(Saved data entries)
'''

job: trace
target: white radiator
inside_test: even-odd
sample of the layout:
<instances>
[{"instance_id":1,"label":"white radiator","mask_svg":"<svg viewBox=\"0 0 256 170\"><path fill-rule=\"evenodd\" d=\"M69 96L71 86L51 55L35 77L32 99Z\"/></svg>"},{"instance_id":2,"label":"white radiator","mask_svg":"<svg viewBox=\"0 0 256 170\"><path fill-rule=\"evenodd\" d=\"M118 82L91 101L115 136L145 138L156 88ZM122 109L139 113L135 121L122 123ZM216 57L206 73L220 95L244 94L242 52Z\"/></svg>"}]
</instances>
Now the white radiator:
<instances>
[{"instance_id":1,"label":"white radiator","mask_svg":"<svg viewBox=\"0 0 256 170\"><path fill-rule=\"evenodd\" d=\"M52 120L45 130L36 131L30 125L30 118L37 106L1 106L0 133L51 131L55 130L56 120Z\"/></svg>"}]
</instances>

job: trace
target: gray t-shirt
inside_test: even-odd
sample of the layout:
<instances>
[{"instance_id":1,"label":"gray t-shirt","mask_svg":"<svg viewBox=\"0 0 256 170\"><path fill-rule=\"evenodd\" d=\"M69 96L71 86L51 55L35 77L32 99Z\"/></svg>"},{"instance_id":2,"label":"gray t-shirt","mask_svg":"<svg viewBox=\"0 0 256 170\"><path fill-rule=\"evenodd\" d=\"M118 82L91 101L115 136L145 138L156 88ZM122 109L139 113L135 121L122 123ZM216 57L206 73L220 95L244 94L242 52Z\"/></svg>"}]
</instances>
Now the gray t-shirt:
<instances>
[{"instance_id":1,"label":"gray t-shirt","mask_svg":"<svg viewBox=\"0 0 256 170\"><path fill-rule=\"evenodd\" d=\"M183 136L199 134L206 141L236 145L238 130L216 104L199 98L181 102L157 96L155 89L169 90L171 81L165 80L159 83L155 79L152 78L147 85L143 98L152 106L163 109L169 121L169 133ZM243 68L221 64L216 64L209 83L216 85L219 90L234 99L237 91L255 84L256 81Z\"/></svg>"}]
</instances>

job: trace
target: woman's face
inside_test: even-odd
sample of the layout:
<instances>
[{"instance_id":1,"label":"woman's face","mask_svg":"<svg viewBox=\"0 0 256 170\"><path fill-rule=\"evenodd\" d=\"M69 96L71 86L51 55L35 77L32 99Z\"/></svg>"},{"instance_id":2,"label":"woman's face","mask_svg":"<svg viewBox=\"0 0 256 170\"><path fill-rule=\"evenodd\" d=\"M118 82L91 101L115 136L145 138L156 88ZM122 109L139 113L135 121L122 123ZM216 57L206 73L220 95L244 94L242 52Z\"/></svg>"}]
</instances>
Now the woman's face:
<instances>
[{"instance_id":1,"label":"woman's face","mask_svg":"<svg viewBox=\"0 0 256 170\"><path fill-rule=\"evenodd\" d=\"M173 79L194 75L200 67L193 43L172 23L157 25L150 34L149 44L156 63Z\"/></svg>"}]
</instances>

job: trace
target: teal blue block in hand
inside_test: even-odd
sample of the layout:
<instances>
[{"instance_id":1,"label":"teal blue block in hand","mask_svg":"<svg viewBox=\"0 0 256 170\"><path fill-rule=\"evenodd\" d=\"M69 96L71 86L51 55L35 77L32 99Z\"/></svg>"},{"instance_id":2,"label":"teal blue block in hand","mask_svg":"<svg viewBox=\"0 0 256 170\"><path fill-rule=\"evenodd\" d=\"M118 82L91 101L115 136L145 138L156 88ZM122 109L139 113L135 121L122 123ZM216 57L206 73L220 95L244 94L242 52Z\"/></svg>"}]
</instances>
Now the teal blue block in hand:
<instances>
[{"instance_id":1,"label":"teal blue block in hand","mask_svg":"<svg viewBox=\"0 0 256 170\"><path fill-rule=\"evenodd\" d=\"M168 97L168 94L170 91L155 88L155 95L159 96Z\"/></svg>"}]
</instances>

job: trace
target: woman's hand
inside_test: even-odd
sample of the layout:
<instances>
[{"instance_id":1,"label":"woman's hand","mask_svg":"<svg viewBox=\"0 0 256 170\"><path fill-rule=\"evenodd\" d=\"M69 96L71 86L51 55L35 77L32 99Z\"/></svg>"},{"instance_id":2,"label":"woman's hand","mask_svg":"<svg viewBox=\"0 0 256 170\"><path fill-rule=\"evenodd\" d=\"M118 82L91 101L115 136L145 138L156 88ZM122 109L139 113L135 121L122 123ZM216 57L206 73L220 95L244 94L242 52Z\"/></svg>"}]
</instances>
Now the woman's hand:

'''

What you are asked to do ▸ The lines above should be duplicated exactly.

Response ▸
job: trace
target: white radiator
inside_test: even-odd
sample of the layout:
<instances>
[{"instance_id":1,"label":"white radiator","mask_svg":"<svg viewBox=\"0 0 256 170\"><path fill-rule=\"evenodd\" d=\"M69 96L71 86L51 55L35 77L32 99Z\"/></svg>"},{"instance_id":2,"label":"white radiator","mask_svg":"<svg viewBox=\"0 0 256 170\"><path fill-rule=\"evenodd\" d=\"M118 82L91 101L115 136L145 138L156 88ZM122 109L139 113L135 121L122 123ZM216 57L206 73L220 95L244 94L242 52Z\"/></svg>"}]
</instances>
Now the white radiator:
<instances>
[{"instance_id":1,"label":"white radiator","mask_svg":"<svg viewBox=\"0 0 256 170\"><path fill-rule=\"evenodd\" d=\"M52 120L45 130L36 131L30 125L30 118L37 106L1 106L0 133L51 131L55 130L56 120Z\"/></svg>"}]
</instances>

job: trace
target: gray t-shirt
inside_test: even-odd
sample of the layout:
<instances>
[{"instance_id":1,"label":"gray t-shirt","mask_svg":"<svg viewBox=\"0 0 256 170\"><path fill-rule=\"evenodd\" d=\"M69 96L71 86L51 55L35 77L32 99Z\"/></svg>"},{"instance_id":2,"label":"gray t-shirt","mask_svg":"<svg viewBox=\"0 0 256 170\"><path fill-rule=\"evenodd\" d=\"M118 82L91 101L115 136L145 138L156 88ZM122 109L139 113L135 121L122 123ZM216 57L206 73L220 95L244 94L242 52Z\"/></svg>"}]
</instances>
Now the gray t-shirt:
<instances>
[{"instance_id":1,"label":"gray t-shirt","mask_svg":"<svg viewBox=\"0 0 256 170\"><path fill-rule=\"evenodd\" d=\"M183 136L199 134L206 141L236 145L238 130L216 104L199 98L181 102L157 96L155 89L169 90L171 81L165 80L159 83L155 79L152 78L147 85L143 98L152 106L163 109L169 121L169 133ZM243 68L221 64L216 64L209 83L216 85L219 90L234 99L237 91L255 84L256 81Z\"/></svg>"}]
</instances>

job: trace
target: woman's face
inside_test: even-odd
sample of the layout:
<instances>
[{"instance_id":1,"label":"woman's face","mask_svg":"<svg viewBox=\"0 0 256 170\"><path fill-rule=\"evenodd\" d=\"M69 96L71 86L51 55L35 77L32 99Z\"/></svg>"},{"instance_id":2,"label":"woman's face","mask_svg":"<svg viewBox=\"0 0 256 170\"><path fill-rule=\"evenodd\" d=\"M118 82L91 101L115 136L145 138L156 88ZM122 109L139 113L135 121L122 123ZM216 57L206 73L220 95L244 94L242 52Z\"/></svg>"}]
</instances>
Now the woman's face:
<instances>
[{"instance_id":1,"label":"woman's face","mask_svg":"<svg viewBox=\"0 0 256 170\"><path fill-rule=\"evenodd\" d=\"M173 79L194 75L200 67L193 43L172 23L157 25L150 34L149 44L156 63Z\"/></svg>"}]
</instances>

job: trace
target: teal blue block in hand
inside_test: even-odd
sample of the layout:
<instances>
[{"instance_id":1,"label":"teal blue block in hand","mask_svg":"<svg viewBox=\"0 0 256 170\"><path fill-rule=\"evenodd\" d=\"M69 96L71 86L51 55L35 77L32 99Z\"/></svg>"},{"instance_id":2,"label":"teal blue block in hand","mask_svg":"<svg viewBox=\"0 0 256 170\"><path fill-rule=\"evenodd\" d=\"M118 82L91 101L115 136L145 138L156 88ZM122 109L139 113L135 121L122 123ZM216 57L206 73L220 95L244 94L242 52Z\"/></svg>"}]
</instances>
Now the teal blue block in hand:
<instances>
[{"instance_id":1,"label":"teal blue block in hand","mask_svg":"<svg viewBox=\"0 0 256 170\"><path fill-rule=\"evenodd\" d=\"M168 97L168 94L170 91L155 88L155 95L159 96Z\"/></svg>"}]
</instances>

job: trace
target: woman's hand
inside_test: even-odd
sample of the layout:
<instances>
[{"instance_id":1,"label":"woman's hand","mask_svg":"<svg viewBox=\"0 0 256 170\"><path fill-rule=\"evenodd\" d=\"M69 96L71 86L51 55L35 77L32 99Z\"/></svg>"},{"instance_id":2,"label":"woman's hand","mask_svg":"<svg viewBox=\"0 0 256 170\"><path fill-rule=\"evenodd\" d=\"M118 82L91 101L115 136L145 138L156 88ZM122 109L139 113L135 121L122 123ZM216 57L206 73L220 95L244 94L242 52Z\"/></svg>"}]
</instances>
Now the woman's hand:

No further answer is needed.